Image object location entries
--- Start ---

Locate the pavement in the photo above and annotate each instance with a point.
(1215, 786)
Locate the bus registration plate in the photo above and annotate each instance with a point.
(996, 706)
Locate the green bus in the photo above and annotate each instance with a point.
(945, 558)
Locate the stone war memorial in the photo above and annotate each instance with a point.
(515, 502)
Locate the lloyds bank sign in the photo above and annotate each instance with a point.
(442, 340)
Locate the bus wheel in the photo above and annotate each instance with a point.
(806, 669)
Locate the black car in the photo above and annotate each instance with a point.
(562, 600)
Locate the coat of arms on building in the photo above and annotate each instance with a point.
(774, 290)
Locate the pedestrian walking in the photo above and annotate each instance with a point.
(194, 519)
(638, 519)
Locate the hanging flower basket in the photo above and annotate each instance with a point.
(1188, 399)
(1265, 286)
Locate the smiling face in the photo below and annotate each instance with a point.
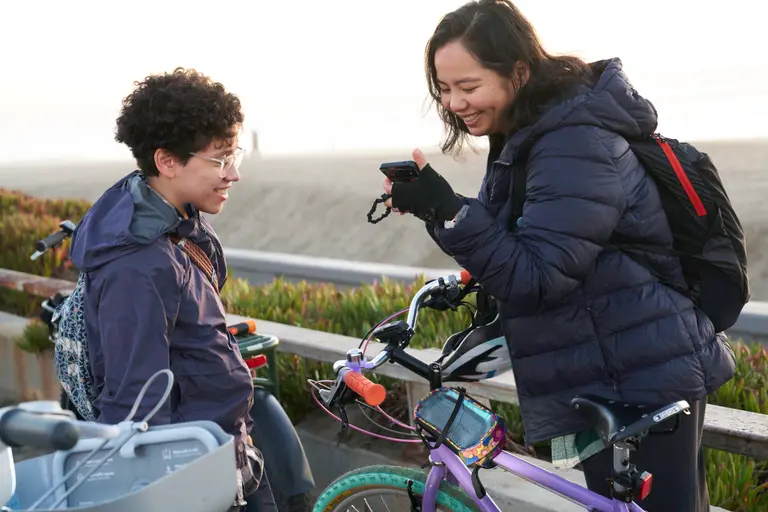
(477, 95)
(201, 181)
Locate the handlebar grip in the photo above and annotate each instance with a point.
(247, 327)
(51, 241)
(43, 431)
(373, 394)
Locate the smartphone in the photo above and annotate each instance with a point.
(400, 171)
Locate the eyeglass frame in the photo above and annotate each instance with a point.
(239, 153)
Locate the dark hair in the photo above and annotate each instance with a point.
(497, 34)
(181, 112)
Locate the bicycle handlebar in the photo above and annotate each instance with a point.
(52, 240)
(373, 394)
(348, 374)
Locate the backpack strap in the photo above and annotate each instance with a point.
(517, 184)
(198, 256)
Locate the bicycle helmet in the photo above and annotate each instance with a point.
(476, 353)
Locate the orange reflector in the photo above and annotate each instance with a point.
(646, 480)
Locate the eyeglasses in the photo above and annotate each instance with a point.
(233, 160)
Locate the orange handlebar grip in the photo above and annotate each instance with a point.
(373, 394)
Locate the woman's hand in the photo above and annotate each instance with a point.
(428, 196)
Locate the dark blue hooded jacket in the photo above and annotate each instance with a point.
(580, 316)
(149, 307)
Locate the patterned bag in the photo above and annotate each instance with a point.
(466, 426)
(71, 351)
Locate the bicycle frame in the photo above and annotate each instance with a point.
(446, 465)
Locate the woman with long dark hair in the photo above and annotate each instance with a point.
(581, 317)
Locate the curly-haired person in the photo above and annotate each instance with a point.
(153, 268)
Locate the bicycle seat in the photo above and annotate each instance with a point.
(616, 422)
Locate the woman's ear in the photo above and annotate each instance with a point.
(522, 74)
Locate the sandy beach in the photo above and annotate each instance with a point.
(317, 204)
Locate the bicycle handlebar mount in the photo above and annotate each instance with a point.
(441, 293)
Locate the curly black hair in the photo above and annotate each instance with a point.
(181, 112)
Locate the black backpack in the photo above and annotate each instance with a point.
(708, 237)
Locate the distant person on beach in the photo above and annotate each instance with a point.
(153, 268)
(580, 316)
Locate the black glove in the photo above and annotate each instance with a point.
(428, 196)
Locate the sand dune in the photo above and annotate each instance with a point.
(317, 204)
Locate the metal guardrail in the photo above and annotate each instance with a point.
(259, 267)
(262, 267)
(726, 429)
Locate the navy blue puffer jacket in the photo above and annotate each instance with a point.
(581, 317)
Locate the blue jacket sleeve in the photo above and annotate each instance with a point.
(574, 200)
(134, 326)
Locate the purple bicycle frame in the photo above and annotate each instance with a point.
(450, 467)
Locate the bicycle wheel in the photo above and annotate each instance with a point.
(385, 488)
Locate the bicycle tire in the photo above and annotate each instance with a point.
(390, 477)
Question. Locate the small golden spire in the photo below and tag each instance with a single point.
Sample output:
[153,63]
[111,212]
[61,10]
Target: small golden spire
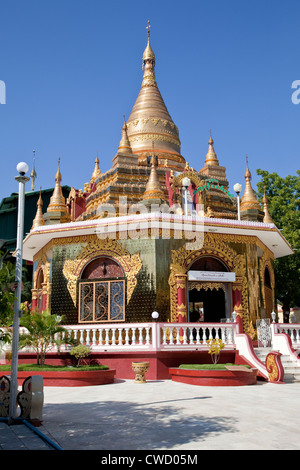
[148,52]
[97,172]
[124,146]
[57,200]
[249,200]
[153,188]
[38,220]
[267,218]
[211,157]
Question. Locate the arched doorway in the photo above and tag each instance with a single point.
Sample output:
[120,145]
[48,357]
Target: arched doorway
[40,291]
[102,292]
[268,293]
[209,300]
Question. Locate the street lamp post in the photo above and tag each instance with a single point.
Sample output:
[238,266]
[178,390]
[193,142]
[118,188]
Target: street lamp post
[22,168]
[238,188]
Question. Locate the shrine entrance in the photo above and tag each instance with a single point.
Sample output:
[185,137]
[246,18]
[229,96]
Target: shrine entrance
[209,291]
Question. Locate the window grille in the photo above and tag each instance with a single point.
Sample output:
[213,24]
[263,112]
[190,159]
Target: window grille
[102,301]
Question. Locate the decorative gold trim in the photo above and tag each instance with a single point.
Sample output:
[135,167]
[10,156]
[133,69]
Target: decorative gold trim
[95,248]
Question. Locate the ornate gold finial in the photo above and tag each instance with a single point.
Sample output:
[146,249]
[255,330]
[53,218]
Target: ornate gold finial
[33,174]
[57,200]
[148,28]
[97,172]
[124,146]
[148,52]
[267,218]
[211,157]
[38,220]
[153,188]
[249,200]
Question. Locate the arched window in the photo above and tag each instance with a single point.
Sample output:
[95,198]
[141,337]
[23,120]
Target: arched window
[102,292]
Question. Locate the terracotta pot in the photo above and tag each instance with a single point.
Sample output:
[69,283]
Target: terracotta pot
[140,369]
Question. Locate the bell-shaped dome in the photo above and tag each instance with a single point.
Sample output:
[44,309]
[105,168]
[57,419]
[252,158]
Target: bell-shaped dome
[150,123]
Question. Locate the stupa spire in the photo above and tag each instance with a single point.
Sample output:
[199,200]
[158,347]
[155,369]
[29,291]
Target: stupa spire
[211,157]
[57,200]
[124,146]
[153,188]
[96,172]
[267,217]
[149,119]
[249,200]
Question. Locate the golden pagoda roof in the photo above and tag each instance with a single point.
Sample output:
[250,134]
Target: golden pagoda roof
[149,119]
[249,200]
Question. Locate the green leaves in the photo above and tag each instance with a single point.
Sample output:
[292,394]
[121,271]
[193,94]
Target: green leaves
[43,331]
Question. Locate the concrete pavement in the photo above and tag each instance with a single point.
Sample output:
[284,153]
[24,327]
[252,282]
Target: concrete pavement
[165,415]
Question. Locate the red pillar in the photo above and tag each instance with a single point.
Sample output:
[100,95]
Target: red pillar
[237,306]
[181,284]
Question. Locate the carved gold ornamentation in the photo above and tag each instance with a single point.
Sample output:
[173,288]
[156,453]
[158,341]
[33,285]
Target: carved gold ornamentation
[95,248]
[207,286]
[43,264]
[214,246]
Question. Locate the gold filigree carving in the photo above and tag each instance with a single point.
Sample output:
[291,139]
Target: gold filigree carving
[95,248]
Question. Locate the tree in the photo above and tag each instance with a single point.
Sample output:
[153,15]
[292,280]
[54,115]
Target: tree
[43,330]
[283,196]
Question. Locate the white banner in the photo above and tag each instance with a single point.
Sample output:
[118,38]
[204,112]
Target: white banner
[217,276]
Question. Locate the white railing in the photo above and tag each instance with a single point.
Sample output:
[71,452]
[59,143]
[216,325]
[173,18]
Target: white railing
[292,330]
[152,336]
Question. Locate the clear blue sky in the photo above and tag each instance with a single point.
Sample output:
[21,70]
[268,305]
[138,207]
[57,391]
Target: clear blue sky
[73,68]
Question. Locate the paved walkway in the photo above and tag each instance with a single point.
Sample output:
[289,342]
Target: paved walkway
[165,415]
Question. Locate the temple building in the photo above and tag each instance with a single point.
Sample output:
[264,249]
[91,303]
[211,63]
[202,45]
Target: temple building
[153,234]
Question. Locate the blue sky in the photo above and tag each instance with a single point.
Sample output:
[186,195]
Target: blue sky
[73,68]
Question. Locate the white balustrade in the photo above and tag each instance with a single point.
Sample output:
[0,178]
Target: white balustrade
[292,330]
[149,336]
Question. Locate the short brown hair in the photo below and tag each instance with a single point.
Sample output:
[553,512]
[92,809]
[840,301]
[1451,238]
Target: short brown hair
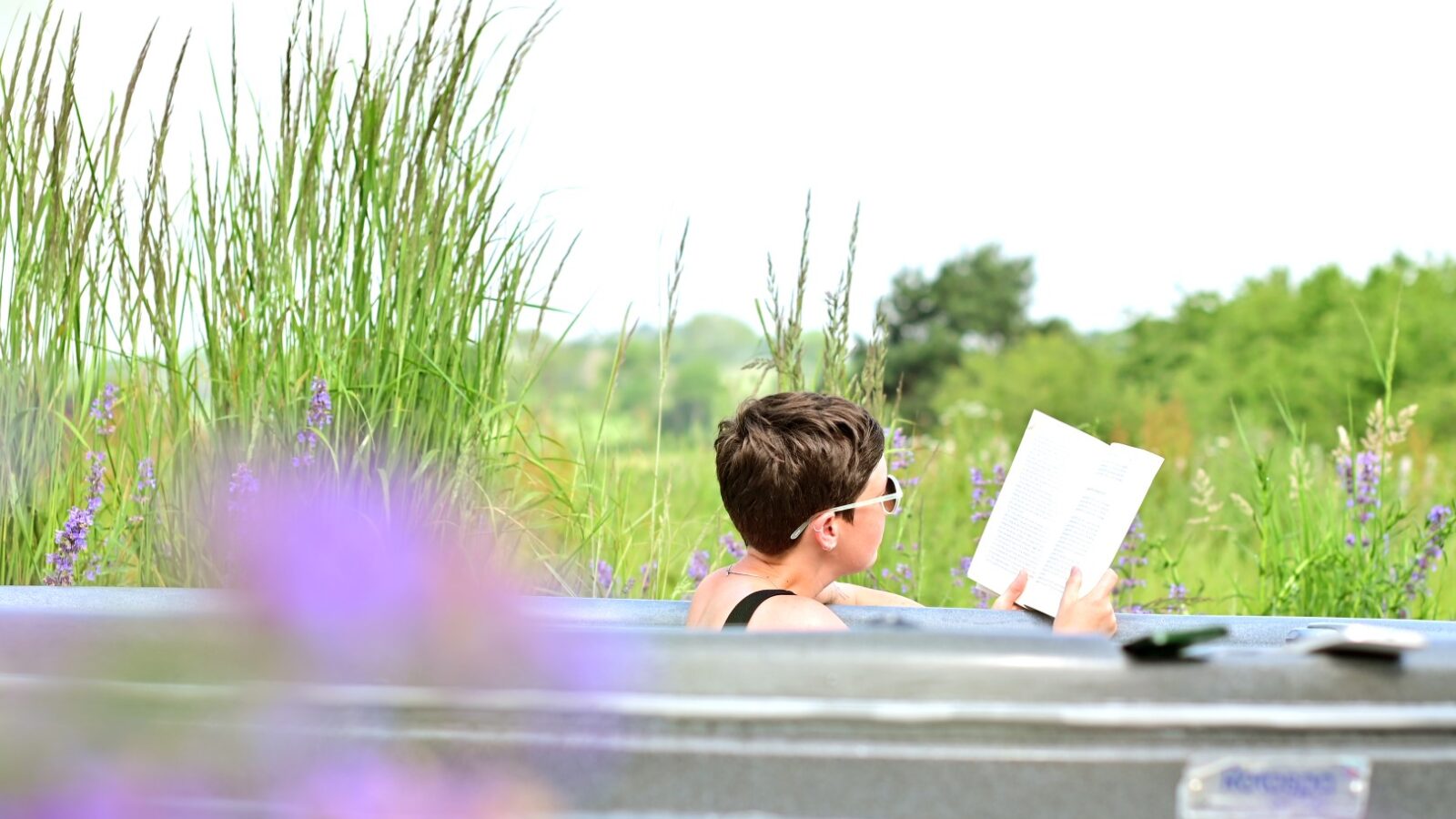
[785,457]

--- End ---

**Description of the task**
From the line containing "Question. Locate the white railing" through the last line of the records, both included, output those lines exactly and nothing else; skip the pictures.

**Answer to the task**
Question. Locate the white railing in the photo above and tag each instance with a single point.
Sample output:
[71,452]
[59,143]
[216,325]
[173,18]
Target: white railing
[292,330]
[152,336]
Question. Locate the clear blue sky in the photo above and tag each instance with a single point.
Sample output:
[21,70]
[268,305]
[138,207]
[57,391]
Target: clear blue sky
[73,68]
Question. Locate the paved walkway in the photo above and tag each instance with a single point.
Sample output:
[289,342]
Target: paved walkway
[165,415]
Question. Locate the temple building in the photo above and tag each instance with a single point.
Sample output:
[264,249]
[91,303]
[211,63]
[202,45]
Target: temple building
[153,234]
Question. Locate the blue sky in the photo above and tag each instance with a single point.
Sample output:
[186,195]
Target: blue sky
[73,68]
Question. Locate the white balustrade in the photo above and tag each instance with a single point.
Sample output:
[0,178]
Target: white balustrade
[292,330]
[149,336]
Question. Locate the short brown hair in the photo below and tag each instance with a single point.
Sample output:
[553,512]
[92,809]
[840,301]
[1451,238]
Target: short brown hair
[785,457]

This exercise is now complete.